Monday, May 22, 2017

Ths IS who we are









Some samples from Twitter. I keep reading  "This is not who we are." and more and more when I do my inner voice says "No, this is exactly who we are, I just never noticed."

The immigrant experience of my family of origin is far off history to me. It didn't affect my life at all as far as I could ever tell.  For my husband, first generation on one side and only one more on part of his other, it hit home a bit more in that he wasn't encouraged to talk about being "Arabic."  He lucked out in that he "doesn't look Arabic" and so doesn't have to field the "where do you come from" question.

My kids are mutts but immigrant blood on every side.

Of course I haven't been totally immune.  I am a woman, pan and from NY ;-)  Plus I'm a loud mouth and pretty bossy, so not everyone loves me on sight. The biggest threat to me has always been being a woman.  I've been cat called, approached by creeps, emotionally beat up, but nothing out of the realm of "normal" experience of being a woman in the world and I always felt that women outside the US had it much, much worse. And I had a great dad, and an independent mom, which helps A LOT.

* [DATA LISTING]

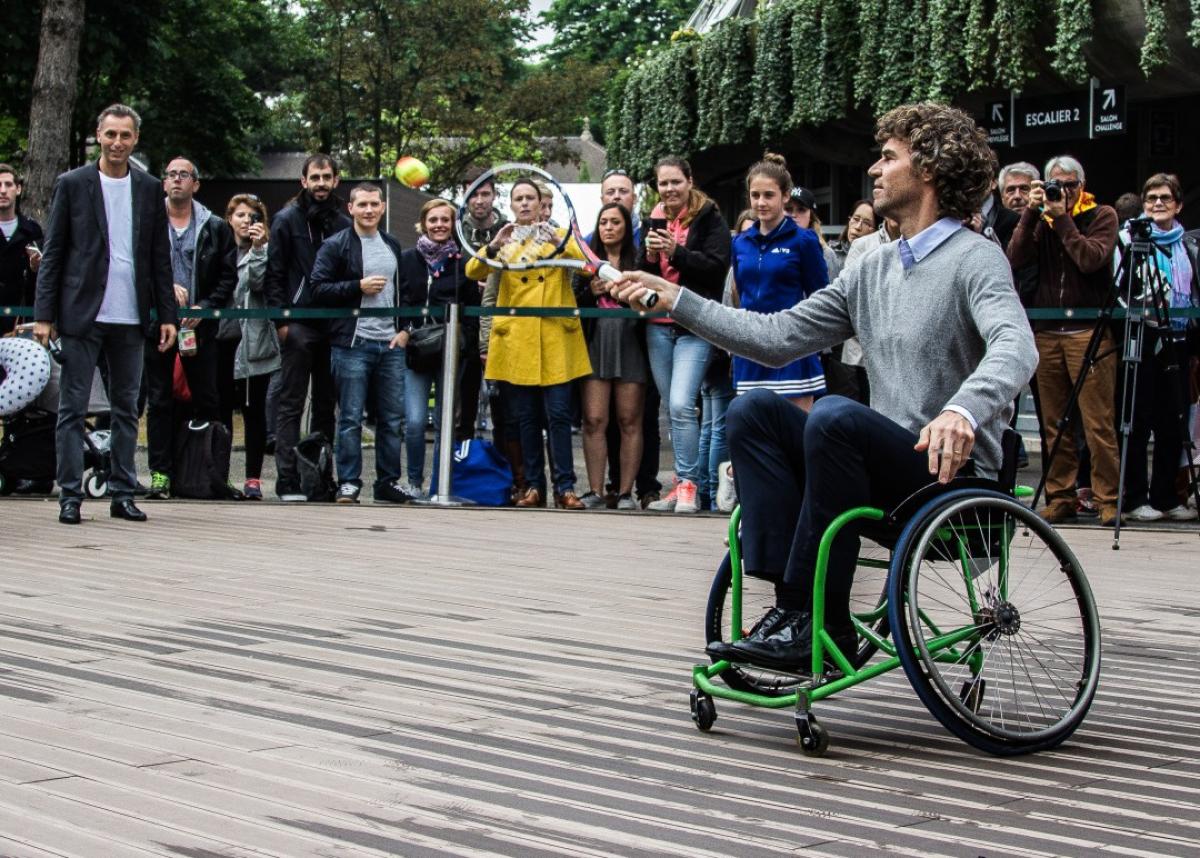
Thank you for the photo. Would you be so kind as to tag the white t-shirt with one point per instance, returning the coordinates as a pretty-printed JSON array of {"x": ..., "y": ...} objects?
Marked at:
[{"x": 120, "y": 304}]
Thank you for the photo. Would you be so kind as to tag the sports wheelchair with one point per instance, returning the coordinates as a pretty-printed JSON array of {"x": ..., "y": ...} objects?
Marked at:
[{"x": 963, "y": 586}]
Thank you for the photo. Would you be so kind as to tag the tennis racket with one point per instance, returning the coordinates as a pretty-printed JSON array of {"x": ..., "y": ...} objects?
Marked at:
[{"x": 546, "y": 237}]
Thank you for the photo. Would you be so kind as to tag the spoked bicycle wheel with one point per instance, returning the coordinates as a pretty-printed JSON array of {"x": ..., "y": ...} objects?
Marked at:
[
  {"x": 868, "y": 604},
  {"x": 994, "y": 623}
]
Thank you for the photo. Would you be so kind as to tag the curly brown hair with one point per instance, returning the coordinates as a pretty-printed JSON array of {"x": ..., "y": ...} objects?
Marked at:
[{"x": 946, "y": 142}]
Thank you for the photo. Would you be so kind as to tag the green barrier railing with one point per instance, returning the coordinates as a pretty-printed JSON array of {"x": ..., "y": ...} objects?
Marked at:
[{"x": 438, "y": 311}]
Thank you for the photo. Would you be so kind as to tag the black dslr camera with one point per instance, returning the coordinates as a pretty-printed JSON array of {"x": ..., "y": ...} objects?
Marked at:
[{"x": 1140, "y": 228}]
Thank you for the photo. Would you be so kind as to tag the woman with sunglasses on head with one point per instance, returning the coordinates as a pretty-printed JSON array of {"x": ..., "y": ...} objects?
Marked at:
[
  {"x": 687, "y": 243},
  {"x": 1162, "y": 393},
  {"x": 249, "y": 348},
  {"x": 431, "y": 274}
]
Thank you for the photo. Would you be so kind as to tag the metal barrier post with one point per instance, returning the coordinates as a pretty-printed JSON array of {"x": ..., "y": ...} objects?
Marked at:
[{"x": 447, "y": 394}]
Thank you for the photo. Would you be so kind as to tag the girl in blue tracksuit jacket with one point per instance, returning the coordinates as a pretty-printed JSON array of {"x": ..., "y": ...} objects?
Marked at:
[{"x": 774, "y": 270}]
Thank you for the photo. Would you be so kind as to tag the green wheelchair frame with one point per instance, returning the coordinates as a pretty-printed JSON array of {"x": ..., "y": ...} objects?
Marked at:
[{"x": 972, "y": 528}]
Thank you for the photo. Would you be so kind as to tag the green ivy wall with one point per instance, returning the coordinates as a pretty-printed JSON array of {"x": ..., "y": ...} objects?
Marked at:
[{"x": 804, "y": 63}]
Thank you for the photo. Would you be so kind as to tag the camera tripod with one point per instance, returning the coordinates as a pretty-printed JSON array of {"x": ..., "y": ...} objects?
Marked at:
[{"x": 1144, "y": 291}]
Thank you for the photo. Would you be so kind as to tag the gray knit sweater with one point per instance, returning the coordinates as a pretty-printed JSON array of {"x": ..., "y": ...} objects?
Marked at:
[{"x": 949, "y": 330}]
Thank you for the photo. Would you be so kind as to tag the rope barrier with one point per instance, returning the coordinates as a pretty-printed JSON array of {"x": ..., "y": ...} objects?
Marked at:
[{"x": 438, "y": 312}]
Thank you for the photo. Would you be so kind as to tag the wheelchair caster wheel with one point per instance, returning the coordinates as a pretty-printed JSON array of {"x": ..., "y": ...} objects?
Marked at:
[
  {"x": 703, "y": 711},
  {"x": 971, "y": 694},
  {"x": 813, "y": 738}
]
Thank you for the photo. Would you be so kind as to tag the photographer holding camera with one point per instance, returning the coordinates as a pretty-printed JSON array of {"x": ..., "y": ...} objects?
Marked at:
[{"x": 1071, "y": 239}]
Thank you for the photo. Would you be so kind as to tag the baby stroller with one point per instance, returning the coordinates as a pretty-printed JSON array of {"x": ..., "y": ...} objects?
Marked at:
[{"x": 29, "y": 402}]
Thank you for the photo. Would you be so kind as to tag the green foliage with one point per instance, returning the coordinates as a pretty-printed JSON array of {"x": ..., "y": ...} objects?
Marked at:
[
  {"x": 1072, "y": 36},
  {"x": 978, "y": 39},
  {"x": 1013, "y": 24},
  {"x": 947, "y": 52},
  {"x": 611, "y": 30},
  {"x": 772, "y": 95},
  {"x": 724, "y": 75},
  {"x": 1153, "y": 48},
  {"x": 808, "y": 83}
]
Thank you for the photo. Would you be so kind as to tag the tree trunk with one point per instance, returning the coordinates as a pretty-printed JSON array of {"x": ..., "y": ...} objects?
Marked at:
[{"x": 53, "y": 102}]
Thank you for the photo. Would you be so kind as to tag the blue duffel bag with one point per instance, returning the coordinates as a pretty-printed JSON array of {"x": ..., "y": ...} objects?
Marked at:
[{"x": 478, "y": 473}]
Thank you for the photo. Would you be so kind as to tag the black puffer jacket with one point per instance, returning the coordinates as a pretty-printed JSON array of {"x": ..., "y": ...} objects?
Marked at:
[
  {"x": 336, "y": 281},
  {"x": 297, "y": 233}
]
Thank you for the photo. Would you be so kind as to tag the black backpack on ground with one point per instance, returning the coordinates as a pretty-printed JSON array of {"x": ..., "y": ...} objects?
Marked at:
[
  {"x": 27, "y": 451},
  {"x": 202, "y": 461},
  {"x": 315, "y": 465}
]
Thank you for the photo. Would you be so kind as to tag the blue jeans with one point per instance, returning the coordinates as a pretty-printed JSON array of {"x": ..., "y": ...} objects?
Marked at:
[
  {"x": 123, "y": 348},
  {"x": 678, "y": 361},
  {"x": 556, "y": 399},
  {"x": 715, "y": 399},
  {"x": 417, "y": 415},
  {"x": 369, "y": 365}
]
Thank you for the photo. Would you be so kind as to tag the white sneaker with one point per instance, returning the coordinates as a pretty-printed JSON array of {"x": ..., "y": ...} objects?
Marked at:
[
  {"x": 667, "y": 503},
  {"x": 685, "y": 497},
  {"x": 726, "y": 492},
  {"x": 1144, "y": 513},
  {"x": 1181, "y": 513}
]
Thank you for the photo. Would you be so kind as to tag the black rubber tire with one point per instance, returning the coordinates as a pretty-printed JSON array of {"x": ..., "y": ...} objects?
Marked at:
[{"x": 1059, "y": 665}]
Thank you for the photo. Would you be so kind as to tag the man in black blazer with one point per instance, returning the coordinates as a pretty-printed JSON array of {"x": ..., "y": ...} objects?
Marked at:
[{"x": 106, "y": 264}]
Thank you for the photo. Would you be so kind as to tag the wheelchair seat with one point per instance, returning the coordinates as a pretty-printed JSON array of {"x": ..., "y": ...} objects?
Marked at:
[{"x": 887, "y": 531}]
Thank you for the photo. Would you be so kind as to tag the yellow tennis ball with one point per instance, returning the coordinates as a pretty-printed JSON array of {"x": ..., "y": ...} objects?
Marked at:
[{"x": 412, "y": 172}]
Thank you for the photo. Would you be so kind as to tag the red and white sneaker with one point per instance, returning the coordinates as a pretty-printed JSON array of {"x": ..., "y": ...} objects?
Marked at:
[
  {"x": 685, "y": 497},
  {"x": 667, "y": 503}
]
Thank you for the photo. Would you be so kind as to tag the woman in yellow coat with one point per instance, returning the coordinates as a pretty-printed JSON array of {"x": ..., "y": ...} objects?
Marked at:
[{"x": 538, "y": 357}]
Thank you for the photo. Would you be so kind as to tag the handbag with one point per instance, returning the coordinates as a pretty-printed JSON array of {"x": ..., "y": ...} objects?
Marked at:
[{"x": 427, "y": 343}]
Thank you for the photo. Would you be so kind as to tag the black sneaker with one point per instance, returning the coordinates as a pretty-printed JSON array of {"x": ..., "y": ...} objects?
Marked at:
[{"x": 391, "y": 493}]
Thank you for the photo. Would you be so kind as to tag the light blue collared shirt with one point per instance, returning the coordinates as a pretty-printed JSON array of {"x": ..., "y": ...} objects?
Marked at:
[
  {"x": 919, "y": 246},
  {"x": 924, "y": 243}
]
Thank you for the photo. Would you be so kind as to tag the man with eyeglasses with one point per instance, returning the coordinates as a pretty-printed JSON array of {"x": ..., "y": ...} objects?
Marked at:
[
  {"x": 204, "y": 274},
  {"x": 105, "y": 267},
  {"x": 1071, "y": 239}
]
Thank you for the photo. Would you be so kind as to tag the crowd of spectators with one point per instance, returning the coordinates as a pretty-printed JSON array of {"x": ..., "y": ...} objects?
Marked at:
[{"x": 609, "y": 375}]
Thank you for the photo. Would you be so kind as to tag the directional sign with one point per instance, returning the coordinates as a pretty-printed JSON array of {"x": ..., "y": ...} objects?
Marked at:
[
  {"x": 996, "y": 121},
  {"x": 1108, "y": 111},
  {"x": 1048, "y": 118}
]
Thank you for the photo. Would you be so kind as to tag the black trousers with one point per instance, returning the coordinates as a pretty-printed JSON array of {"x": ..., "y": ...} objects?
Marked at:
[
  {"x": 306, "y": 358},
  {"x": 123, "y": 348},
  {"x": 797, "y": 472},
  {"x": 165, "y": 415}
]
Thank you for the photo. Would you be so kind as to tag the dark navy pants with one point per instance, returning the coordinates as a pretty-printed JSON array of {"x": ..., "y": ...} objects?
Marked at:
[{"x": 797, "y": 472}]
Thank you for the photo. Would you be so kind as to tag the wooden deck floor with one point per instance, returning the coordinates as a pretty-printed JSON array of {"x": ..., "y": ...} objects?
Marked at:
[{"x": 237, "y": 679}]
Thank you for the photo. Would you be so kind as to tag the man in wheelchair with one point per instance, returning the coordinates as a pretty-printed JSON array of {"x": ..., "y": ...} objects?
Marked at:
[{"x": 947, "y": 349}]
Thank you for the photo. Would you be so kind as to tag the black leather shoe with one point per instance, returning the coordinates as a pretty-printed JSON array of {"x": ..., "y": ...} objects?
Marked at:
[
  {"x": 790, "y": 646},
  {"x": 126, "y": 510},
  {"x": 766, "y": 624}
]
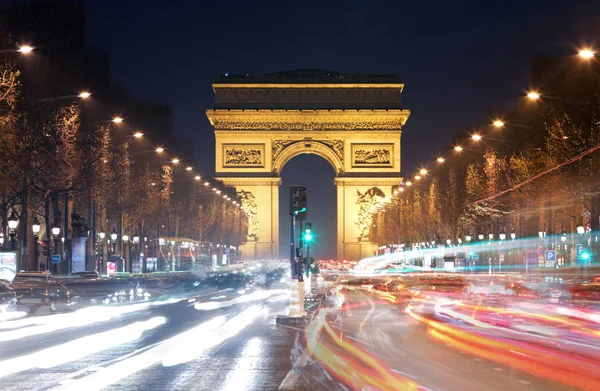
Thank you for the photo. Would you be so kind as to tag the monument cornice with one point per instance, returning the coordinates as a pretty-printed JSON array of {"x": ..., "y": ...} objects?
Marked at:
[
  {"x": 272, "y": 119},
  {"x": 399, "y": 86}
]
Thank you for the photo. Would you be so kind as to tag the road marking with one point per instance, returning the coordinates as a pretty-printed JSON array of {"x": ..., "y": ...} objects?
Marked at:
[{"x": 289, "y": 383}]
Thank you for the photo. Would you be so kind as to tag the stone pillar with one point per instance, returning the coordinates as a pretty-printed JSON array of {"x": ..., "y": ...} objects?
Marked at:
[
  {"x": 260, "y": 197},
  {"x": 355, "y": 195}
]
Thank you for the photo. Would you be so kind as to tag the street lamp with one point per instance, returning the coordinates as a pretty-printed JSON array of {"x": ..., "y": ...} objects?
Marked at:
[
  {"x": 35, "y": 227},
  {"x": 25, "y": 49},
  {"x": 13, "y": 222},
  {"x": 55, "y": 230},
  {"x": 586, "y": 53}
]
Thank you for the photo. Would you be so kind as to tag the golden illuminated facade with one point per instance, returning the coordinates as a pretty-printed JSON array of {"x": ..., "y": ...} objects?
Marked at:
[{"x": 352, "y": 121}]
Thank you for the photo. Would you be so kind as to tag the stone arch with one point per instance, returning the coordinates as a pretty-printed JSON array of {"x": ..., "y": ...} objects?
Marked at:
[{"x": 308, "y": 147}]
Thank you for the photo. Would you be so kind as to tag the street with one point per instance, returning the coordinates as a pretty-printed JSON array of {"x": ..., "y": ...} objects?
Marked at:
[
  {"x": 212, "y": 341},
  {"x": 379, "y": 342}
]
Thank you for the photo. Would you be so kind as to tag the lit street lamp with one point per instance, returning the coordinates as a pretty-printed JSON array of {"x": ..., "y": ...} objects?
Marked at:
[
  {"x": 35, "y": 227},
  {"x": 25, "y": 49},
  {"x": 13, "y": 223},
  {"x": 586, "y": 53}
]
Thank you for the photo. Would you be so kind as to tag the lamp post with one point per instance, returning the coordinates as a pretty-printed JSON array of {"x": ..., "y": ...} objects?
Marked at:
[
  {"x": 35, "y": 227},
  {"x": 55, "y": 235},
  {"x": 126, "y": 252},
  {"x": 136, "y": 241},
  {"x": 13, "y": 223},
  {"x": 113, "y": 239}
]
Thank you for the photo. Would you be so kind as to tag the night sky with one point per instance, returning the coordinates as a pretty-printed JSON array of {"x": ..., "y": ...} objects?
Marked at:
[{"x": 459, "y": 60}]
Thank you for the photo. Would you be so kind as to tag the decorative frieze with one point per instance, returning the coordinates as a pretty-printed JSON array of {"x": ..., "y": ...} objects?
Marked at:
[
  {"x": 313, "y": 125},
  {"x": 372, "y": 155},
  {"x": 337, "y": 146},
  {"x": 243, "y": 155}
]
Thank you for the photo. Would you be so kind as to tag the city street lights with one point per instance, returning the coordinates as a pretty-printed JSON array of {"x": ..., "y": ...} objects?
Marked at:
[
  {"x": 55, "y": 234},
  {"x": 25, "y": 49},
  {"x": 586, "y": 54},
  {"x": 13, "y": 223},
  {"x": 35, "y": 227}
]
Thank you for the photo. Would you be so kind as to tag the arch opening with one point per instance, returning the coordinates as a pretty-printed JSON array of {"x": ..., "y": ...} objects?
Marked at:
[
  {"x": 308, "y": 147},
  {"x": 317, "y": 174}
]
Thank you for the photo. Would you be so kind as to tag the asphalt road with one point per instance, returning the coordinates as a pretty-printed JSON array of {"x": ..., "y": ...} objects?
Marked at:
[
  {"x": 384, "y": 332},
  {"x": 215, "y": 341}
]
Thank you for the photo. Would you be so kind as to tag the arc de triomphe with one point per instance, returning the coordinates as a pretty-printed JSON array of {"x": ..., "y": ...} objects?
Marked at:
[{"x": 352, "y": 121}]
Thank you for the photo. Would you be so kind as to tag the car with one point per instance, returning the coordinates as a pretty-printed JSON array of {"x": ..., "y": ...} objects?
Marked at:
[
  {"x": 41, "y": 288},
  {"x": 8, "y": 297}
]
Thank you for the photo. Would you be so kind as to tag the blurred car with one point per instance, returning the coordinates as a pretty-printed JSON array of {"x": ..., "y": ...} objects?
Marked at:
[
  {"x": 8, "y": 297},
  {"x": 41, "y": 288},
  {"x": 585, "y": 295}
]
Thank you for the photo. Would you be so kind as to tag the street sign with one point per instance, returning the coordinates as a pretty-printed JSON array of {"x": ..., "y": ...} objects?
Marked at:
[
  {"x": 550, "y": 255},
  {"x": 540, "y": 251}
]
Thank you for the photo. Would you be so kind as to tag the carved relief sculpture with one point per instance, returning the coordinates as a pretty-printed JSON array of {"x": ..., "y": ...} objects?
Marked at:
[
  {"x": 249, "y": 204},
  {"x": 366, "y": 201},
  {"x": 336, "y": 146},
  {"x": 374, "y": 155},
  {"x": 243, "y": 155}
]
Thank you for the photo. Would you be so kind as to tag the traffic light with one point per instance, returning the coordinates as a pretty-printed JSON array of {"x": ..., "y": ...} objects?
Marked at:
[
  {"x": 308, "y": 233},
  {"x": 298, "y": 202}
]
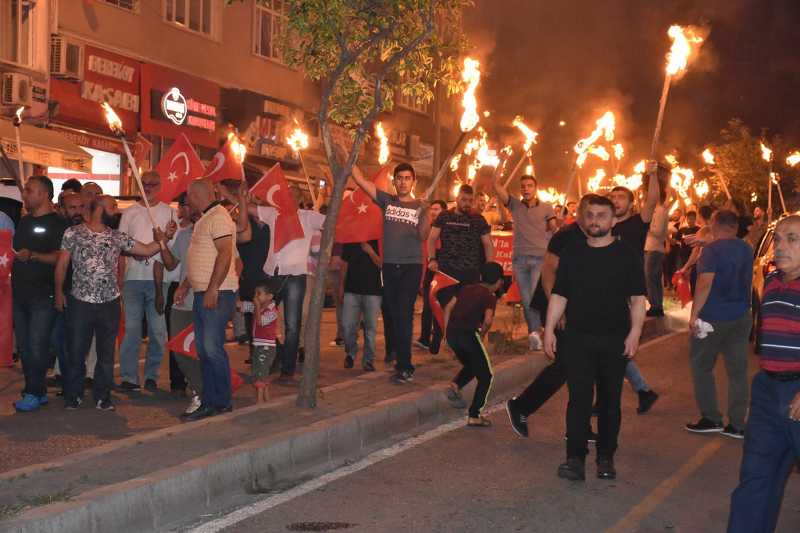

* [PROBLEM REQUIREMENTS] Can you write out the blog post word for word from "Some samples from" up to and including "on every side."? The lines aren't needed for anything here.

* [FULL ANSWER]
Some samples from Twitter. I keep reading  "This is not who we are." and more and more when I do my inner voice says "No, this is exactly who we are, I just never noticed."

The immigrant experience of my family of origin is far off history to me. It didn't affect my life at all as far as I could ever tell.  For my husband, first generation on one side and only one more on part of his other, it hit home a bit more in that he wasn't encouraged to talk about being "Arabic."  He lucked out in that he "doesn't look Arabic" and so doesn't have to field the "where do you come from" question.

My kids are mutts but immigrant blood on every side.